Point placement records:
_____

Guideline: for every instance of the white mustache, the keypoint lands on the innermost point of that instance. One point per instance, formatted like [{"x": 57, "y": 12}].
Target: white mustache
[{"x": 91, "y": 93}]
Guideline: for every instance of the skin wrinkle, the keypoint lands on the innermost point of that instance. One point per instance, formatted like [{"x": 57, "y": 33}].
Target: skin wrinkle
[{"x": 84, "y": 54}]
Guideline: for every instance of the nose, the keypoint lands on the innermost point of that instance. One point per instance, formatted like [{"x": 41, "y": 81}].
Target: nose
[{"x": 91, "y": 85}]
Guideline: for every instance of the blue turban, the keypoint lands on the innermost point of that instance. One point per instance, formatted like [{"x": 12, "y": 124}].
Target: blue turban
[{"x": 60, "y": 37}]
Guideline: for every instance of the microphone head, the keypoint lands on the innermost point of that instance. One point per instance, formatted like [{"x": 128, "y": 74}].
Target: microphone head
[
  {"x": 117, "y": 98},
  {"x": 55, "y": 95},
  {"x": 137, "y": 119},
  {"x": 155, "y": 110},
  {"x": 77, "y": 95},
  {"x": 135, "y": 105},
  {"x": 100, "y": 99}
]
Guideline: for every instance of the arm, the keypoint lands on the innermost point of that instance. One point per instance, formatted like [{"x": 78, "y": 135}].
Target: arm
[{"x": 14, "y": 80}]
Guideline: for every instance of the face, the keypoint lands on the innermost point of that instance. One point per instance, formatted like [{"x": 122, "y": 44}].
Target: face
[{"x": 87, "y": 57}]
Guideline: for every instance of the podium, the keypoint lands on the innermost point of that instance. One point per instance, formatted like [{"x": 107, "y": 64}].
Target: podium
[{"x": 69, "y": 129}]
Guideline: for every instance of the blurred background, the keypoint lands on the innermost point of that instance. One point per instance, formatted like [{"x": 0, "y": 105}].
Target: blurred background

_____

__Job__.
Retype all of the records above word for word, keeping every line unchanged.

__Full answer__.
Guideline: for every instance of the white mustache, the keypoint lands on the innermost point of that instance. One point per instance, formatted like [{"x": 57, "y": 12}].
Target: white mustache
[{"x": 91, "y": 93}]
Guideline: for every instance of the skin wrinkle, the keypoint lands on the innermost point of that instance. One point per instance, formatted like [{"x": 57, "y": 33}].
Target: skin wrinkle
[{"x": 84, "y": 54}]
Guideline: for every instance of the nose, the keypoint lands on the innermost point of that instance. One point per instance, formatted like [{"x": 41, "y": 81}].
Target: nose
[{"x": 91, "y": 85}]
Guideline: for every instance of the blue turban, the keypoint lands on the innermost point of that instance. One point per instance, formatted like [{"x": 12, "y": 124}].
Target: blue turban
[{"x": 60, "y": 37}]
Guideline: for every instance of the microphone head, the keypoint lands on the innermost point of that instance. One point per instance, formatted like [{"x": 128, "y": 74}].
Target: microphone head
[
  {"x": 117, "y": 98},
  {"x": 55, "y": 95},
  {"x": 137, "y": 119},
  {"x": 155, "y": 110},
  {"x": 77, "y": 95},
  {"x": 135, "y": 105},
  {"x": 100, "y": 99}
]
Guideline: for every instance of the arm, the keypoint lands on the innermost point of that instance. One point per instance, formatted like [{"x": 78, "y": 135}].
Target: arm
[{"x": 14, "y": 80}]
Guideline: for every instance of the face, the keypoint lands on the innermost point of that instance. One point per instance, formatted like [{"x": 122, "y": 44}].
Target: face
[{"x": 87, "y": 57}]
Guideline: for every instance of the podium, the keypoint lands on the innermost point of that instance. One point per instance, formatted like [{"x": 107, "y": 64}].
Target: podium
[{"x": 69, "y": 129}]
Guideline: for every instance of the blurred background, the keypoint lands on the innermost point of that instance. One point per instance, formatted like [{"x": 0, "y": 105}].
Target: blurred background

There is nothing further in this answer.